§ **Task prompt**: From the records below, write out again everything from the line containing "Each instance of the white" down to the line containing "[[134, 222]]", both included, with the requests kept unchanged. Scale each coordinate in the answers by 1.45, rounding to whole numbers with halves rounded up.

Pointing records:
━━━

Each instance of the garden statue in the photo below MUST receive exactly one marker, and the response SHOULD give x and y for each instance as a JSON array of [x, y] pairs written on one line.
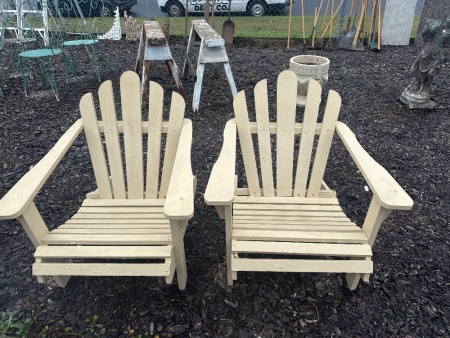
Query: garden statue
[[427, 64]]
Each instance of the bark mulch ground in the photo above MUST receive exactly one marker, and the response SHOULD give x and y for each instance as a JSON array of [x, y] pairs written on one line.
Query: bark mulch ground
[[408, 294]]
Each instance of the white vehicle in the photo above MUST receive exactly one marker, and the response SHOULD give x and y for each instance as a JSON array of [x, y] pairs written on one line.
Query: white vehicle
[[251, 7]]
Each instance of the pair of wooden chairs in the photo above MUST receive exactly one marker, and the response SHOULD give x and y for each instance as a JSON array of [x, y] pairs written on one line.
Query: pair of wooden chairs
[[134, 222]]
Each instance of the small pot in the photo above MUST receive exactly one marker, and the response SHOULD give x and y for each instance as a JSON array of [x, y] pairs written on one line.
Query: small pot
[[308, 67]]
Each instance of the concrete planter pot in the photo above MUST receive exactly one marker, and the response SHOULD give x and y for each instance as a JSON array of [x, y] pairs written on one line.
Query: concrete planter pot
[[308, 67]]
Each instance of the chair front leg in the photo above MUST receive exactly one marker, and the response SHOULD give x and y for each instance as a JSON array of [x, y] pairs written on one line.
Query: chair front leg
[[36, 229]]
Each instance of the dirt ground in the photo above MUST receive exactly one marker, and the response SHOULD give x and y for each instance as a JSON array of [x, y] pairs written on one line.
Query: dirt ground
[[408, 294]]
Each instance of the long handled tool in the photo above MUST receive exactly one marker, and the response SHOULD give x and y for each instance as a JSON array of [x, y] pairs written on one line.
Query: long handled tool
[[289, 25], [325, 16], [330, 23], [372, 23], [303, 23], [379, 25], [358, 29], [228, 28], [350, 15]]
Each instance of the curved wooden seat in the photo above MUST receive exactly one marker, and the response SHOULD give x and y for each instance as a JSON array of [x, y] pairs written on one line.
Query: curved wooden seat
[[286, 218], [124, 227]]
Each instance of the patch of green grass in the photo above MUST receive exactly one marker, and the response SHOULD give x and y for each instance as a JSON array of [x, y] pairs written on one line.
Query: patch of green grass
[[269, 27]]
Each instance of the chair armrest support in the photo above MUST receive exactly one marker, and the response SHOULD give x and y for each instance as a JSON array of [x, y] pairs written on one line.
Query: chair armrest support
[[180, 194], [384, 187], [17, 199], [220, 188]]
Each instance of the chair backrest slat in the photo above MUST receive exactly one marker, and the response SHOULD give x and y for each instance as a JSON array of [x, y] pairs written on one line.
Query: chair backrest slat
[[108, 111], [173, 136], [286, 108], [245, 139], [94, 141], [307, 138], [155, 115], [265, 150], [132, 129], [324, 145]]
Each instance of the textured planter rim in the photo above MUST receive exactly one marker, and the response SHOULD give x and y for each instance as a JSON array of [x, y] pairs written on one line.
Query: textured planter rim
[[306, 60], [308, 67]]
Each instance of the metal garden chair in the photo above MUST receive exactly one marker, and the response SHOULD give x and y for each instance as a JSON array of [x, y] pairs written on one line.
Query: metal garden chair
[[47, 49], [81, 23]]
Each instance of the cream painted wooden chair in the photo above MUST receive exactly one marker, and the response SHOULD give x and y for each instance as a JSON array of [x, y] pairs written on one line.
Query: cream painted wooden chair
[[134, 223], [297, 226]]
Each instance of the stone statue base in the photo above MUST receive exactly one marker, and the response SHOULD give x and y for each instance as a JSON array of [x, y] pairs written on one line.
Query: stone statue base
[[415, 101]]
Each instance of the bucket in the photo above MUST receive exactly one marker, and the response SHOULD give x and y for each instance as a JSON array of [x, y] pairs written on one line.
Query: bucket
[[308, 67]]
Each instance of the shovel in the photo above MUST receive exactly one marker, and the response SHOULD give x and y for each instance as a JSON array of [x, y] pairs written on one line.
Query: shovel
[[228, 28]]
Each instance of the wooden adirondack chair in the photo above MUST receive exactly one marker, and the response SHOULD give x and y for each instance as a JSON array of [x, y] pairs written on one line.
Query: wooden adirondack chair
[[140, 225], [301, 217]]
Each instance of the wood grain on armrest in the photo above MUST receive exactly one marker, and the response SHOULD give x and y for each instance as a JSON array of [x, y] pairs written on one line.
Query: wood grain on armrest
[[390, 194]]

━━━

§ **Reply**:
Each instance of the white vehicle in the photo above MUST receive exactly one marker, and the response SHOULD give x and y for each instance as a JSON array of [x, y] pairs written on one line.
Query: white vehicle
[[364, 10]]
Each instance of the pair of wooden chairs in the photo above MUST receive exactly one marker, and the response SHOULD give x and y for each instance as a JSON array of [x, y] pairs written on one line.
Query: pair of wooden chairs
[[194, 322]]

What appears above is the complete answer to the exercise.